**Data shown**
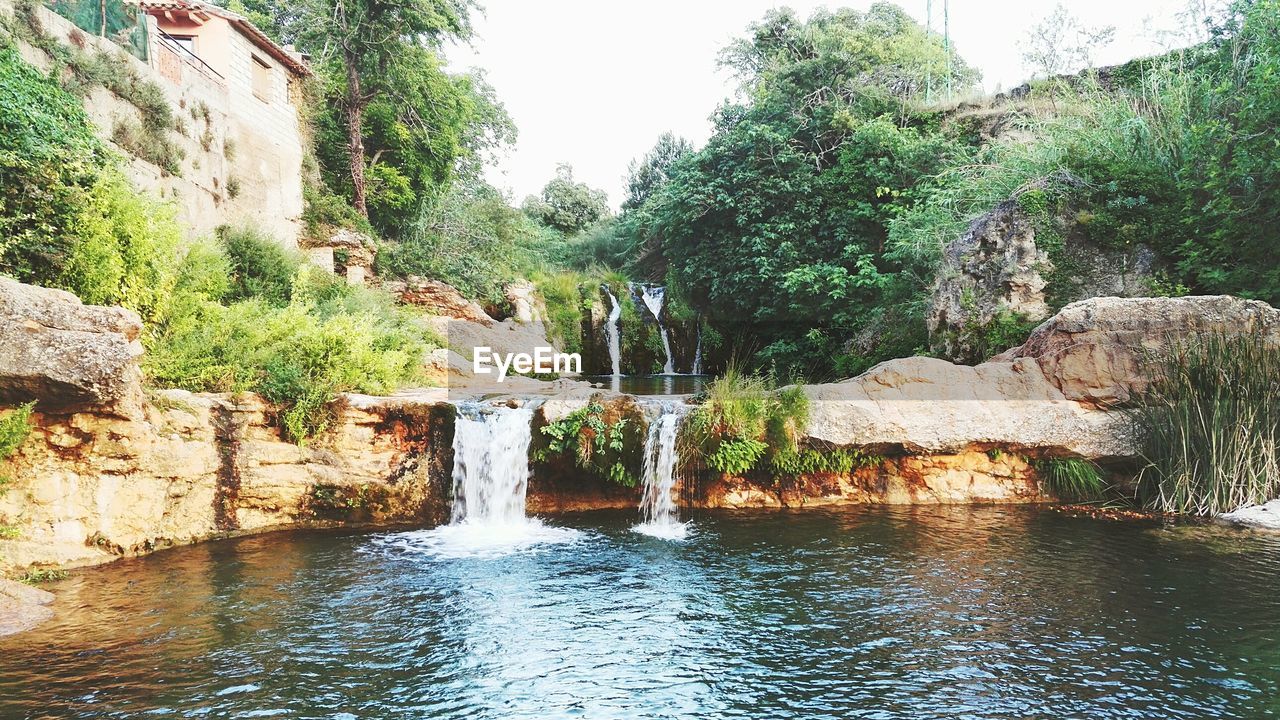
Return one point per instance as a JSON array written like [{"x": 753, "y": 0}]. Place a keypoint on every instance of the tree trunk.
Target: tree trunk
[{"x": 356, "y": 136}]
...
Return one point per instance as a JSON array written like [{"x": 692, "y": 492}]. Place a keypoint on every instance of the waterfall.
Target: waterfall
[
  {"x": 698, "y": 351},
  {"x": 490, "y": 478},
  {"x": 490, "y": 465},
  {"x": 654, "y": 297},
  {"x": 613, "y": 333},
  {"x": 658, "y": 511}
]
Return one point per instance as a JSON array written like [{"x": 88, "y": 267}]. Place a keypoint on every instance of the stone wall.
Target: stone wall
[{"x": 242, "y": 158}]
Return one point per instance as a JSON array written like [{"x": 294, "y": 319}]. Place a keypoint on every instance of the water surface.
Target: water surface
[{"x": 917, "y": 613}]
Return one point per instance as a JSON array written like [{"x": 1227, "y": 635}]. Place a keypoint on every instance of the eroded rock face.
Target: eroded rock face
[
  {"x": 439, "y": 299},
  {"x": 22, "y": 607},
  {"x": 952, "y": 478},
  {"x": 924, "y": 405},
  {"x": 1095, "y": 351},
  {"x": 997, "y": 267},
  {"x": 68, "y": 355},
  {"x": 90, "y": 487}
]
* * *
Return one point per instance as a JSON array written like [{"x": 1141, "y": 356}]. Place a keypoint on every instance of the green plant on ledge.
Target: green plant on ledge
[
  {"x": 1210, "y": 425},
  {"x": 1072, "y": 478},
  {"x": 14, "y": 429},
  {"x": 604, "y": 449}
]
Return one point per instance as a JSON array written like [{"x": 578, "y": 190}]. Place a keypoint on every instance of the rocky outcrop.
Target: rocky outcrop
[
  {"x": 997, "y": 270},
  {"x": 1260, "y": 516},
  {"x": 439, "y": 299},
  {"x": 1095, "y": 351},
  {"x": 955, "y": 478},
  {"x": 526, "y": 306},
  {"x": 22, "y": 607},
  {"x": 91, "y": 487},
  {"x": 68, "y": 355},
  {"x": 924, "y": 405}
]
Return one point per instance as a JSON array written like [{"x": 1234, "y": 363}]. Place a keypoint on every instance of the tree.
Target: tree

**Task requirements**
Count the lines above that contain the string "stone", and reply with only the number.

**Solved problem**
2